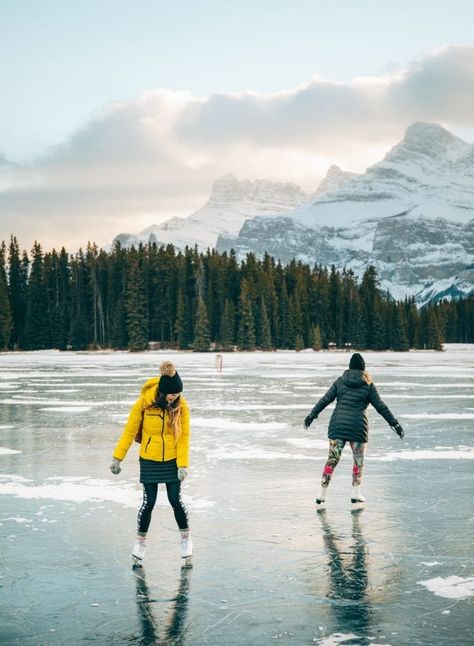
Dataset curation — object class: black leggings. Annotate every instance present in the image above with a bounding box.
[137,482,189,534]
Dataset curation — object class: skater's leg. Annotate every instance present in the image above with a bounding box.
[133,483,158,563]
[349,442,366,486]
[350,442,367,503]
[166,482,192,559]
[166,482,189,530]
[137,483,158,534]
[317,439,346,505]
[321,439,346,488]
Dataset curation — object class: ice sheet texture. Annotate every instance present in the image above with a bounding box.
[0,345,473,645]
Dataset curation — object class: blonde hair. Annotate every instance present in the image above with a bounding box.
[160,361,182,442]
[361,370,372,385]
[168,398,182,442]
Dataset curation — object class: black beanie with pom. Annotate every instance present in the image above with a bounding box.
[158,361,183,394]
[349,353,366,371]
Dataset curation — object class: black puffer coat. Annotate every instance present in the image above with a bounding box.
[310,369,398,443]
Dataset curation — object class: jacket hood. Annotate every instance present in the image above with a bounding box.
[342,369,371,387]
[141,377,160,405]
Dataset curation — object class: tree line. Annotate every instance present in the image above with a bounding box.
[0,237,472,352]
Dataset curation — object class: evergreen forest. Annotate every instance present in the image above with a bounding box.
[0,237,472,352]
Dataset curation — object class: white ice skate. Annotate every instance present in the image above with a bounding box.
[132,538,146,566]
[180,532,193,567]
[351,486,366,508]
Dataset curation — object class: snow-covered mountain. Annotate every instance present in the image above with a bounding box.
[292,122,474,228]
[217,123,474,305]
[112,174,309,250]
[311,164,359,199]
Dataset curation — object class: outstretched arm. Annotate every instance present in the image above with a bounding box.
[305,381,338,427]
[113,397,144,461]
[369,384,399,428]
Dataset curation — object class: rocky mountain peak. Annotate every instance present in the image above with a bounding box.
[205,174,308,210]
[384,121,472,164]
[314,164,359,198]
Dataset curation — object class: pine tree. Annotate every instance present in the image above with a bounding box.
[406,299,420,348]
[361,266,385,349]
[352,298,368,349]
[329,265,344,346]
[126,255,148,351]
[108,244,128,349]
[220,299,235,350]
[295,334,305,351]
[311,325,322,351]
[391,305,410,351]
[175,288,187,349]
[426,308,443,351]
[370,307,386,350]
[256,296,272,350]
[237,279,256,350]
[69,251,90,350]
[193,298,211,351]
[8,236,28,349]
[277,278,290,349]
[0,243,12,349]
[24,242,51,350]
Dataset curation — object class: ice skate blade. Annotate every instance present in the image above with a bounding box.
[351,500,365,510]
[182,556,193,568]
[315,499,326,511]
[132,555,143,567]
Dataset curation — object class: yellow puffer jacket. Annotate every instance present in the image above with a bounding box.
[113,377,190,467]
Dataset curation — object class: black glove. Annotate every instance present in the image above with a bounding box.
[304,413,315,429]
[392,423,405,439]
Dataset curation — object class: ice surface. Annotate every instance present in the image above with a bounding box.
[0,346,473,645]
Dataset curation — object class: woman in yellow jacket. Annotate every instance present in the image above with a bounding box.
[110,361,191,565]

.....

__INSTRUCTIONS TO FOLLOW__
If an entry contains a picture, omit it; restate everything else word for word.

__EXERCISE ANSWER__
Dataset curation — object class: black leggings. Annotate every instance present in the image above with a bounding box.
[137,482,189,534]
Dataset curation — object class: skater's leg. Annotate every instance present in the image above with a bounding box.
[133,483,158,563]
[349,442,366,486]
[350,442,367,503]
[166,482,192,559]
[166,482,189,530]
[137,483,158,534]
[317,439,346,505]
[321,439,346,488]
Dataset curation — object class: ice sheet texture. Annotate every instance present in the image above with a bounding box.
[0,345,473,645]
Dataset curation — object class: blonde hair. Annotate every instance present in the image above with a bounding box.
[160,361,182,442]
[361,370,372,385]
[168,398,182,442]
Dataset curation — object class: black beanie with pom. Annotate every instance present in the image above with a bounding box.
[158,361,183,394]
[349,353,366,371]
Dataset curation — object class: black puffer coat. Annotate every instance present in the image above with a bounding box.
[310,369,398,443]
Dataset curation — object class: jacket hood. Annotate every instance present in the image above with a bounding box.
[342,369,371,387]
[141,377,160,405]
Dataset curation — object class: tree line. Annotate every instance present in the image above with a bounding box.
[0,237,472,352]
Dataset curation — object class: evergreen forest. Annotate every instance present in the image above with a bounding box.
[0,237,472,352]
Dataset curation — object class: white ice skate. Annotate every instance present in the image above with a bounding box.
[132,538,146,566]
[180,532,193,567]
[351,486,366,508]
Dataset curation — object class: snow-covered mountain. Annotate every instance present in the image above with a bounding box.
[292,122,474,228]
[217,123,474,305]
[112,174,309,250]
[311,164,359,199]
Dataset curation — object class: outstretched arm. Annotate every instance present in the image above with a bounding box.
[305,381,338,427]
[113,397,144,461]
[369,384,399,428]
Dataset curation — object class: rocky mountain peak. Annotate every instance present in the image above with a bounding box.
[205,174,308,210]
[384,121,472,164]
[314,164,359,198]
Dataset curation — object class: pine tree. Annotate every instance present in the image above with a bounding box.
[406,299,420,348]
[361,266,385,349]
[352,298,368,349]
[329,265,344,346]
[126,255,148,351]
[108,244,128,349]
[220,299,235,350]
[295,334,305,351]
[311,325,322,351]
[391,305,410,351]
[175,288,187,349]
[426,308,443,351]
[370,307,386,350]
[256,296,272,350]
[237,279,256,350]
[69,251,90,350]
[193,298,211,351]
[8,236,28,349]
[277,278,290,349]
[0,243,12,349]
[24,242,51,350]
Dataset curation — object class: ice skate blade. Annotate every instance present in the image above with a bounding box.
[351,500,365,510]
[182,556,193,568]
[315,499,326,511]
[132,555,143,567]
Dataset curation — object class: yellow puffer jacket. Annotate every instance present in the image above with a bounding box.
[113,377,190,467]
Dataset curation — object class: black glove. Annotate every instance present in the image above with a bounding box.
[304,413,315,429]
[392,423,405,439]
Dataset curation — object class: ice surface. Annotate every instance present in the image above with a bounding box.
[0,346,473,645]
Dataset curation — object class: woman in yellow jacket. Annotate every instance present in the image above with a bounding box.
[110,361,191,565]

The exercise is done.